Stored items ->
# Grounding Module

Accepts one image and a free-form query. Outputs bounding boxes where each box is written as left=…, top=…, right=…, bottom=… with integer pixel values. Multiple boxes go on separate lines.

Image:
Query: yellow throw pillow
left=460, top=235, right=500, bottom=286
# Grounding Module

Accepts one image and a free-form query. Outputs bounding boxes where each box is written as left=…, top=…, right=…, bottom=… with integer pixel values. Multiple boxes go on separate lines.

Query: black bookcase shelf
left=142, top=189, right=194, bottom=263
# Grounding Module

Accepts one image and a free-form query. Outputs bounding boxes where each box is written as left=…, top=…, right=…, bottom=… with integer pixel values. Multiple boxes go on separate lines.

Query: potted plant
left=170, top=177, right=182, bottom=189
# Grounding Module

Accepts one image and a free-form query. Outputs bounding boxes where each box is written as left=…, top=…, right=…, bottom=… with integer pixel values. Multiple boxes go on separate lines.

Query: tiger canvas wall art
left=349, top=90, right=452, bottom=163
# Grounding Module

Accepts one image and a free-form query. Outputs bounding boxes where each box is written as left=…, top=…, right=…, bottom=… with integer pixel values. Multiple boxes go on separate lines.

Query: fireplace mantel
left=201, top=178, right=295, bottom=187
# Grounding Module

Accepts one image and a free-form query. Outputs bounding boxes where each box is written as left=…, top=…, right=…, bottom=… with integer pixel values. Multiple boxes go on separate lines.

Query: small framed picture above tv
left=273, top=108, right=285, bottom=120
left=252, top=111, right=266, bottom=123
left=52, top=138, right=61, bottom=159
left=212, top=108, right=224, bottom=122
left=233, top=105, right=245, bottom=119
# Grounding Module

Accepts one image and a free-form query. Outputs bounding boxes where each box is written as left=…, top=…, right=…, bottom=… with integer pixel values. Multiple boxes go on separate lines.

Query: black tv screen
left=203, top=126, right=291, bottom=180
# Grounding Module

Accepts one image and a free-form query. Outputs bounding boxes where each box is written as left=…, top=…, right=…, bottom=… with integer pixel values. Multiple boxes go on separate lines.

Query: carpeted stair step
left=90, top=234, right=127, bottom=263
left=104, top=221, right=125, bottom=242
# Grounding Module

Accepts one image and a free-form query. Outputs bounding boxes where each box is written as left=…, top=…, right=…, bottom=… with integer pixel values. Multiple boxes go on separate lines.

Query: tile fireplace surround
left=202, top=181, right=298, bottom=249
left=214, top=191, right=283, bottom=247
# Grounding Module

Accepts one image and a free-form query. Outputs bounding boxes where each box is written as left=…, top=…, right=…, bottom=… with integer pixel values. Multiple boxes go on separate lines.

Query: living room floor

EXERCISE GOAL -> Write out again the lines from the first one through the line with "left=460, top=235, right=500, bottom=286", requests included, and raise each bounding-box coordinate in the answers by 90.

RIGHT ANSWER ->
# Grounding Module

Accepts one image and a free-form query. Outputs bounding boxes where each box is written as left=…, top=…, right=…, bottom=… with integer pixel values. Multiple boxes go on separate lines.

Image:
Query: yellow throw pillow
left=550, top=325, right=590, bottom=376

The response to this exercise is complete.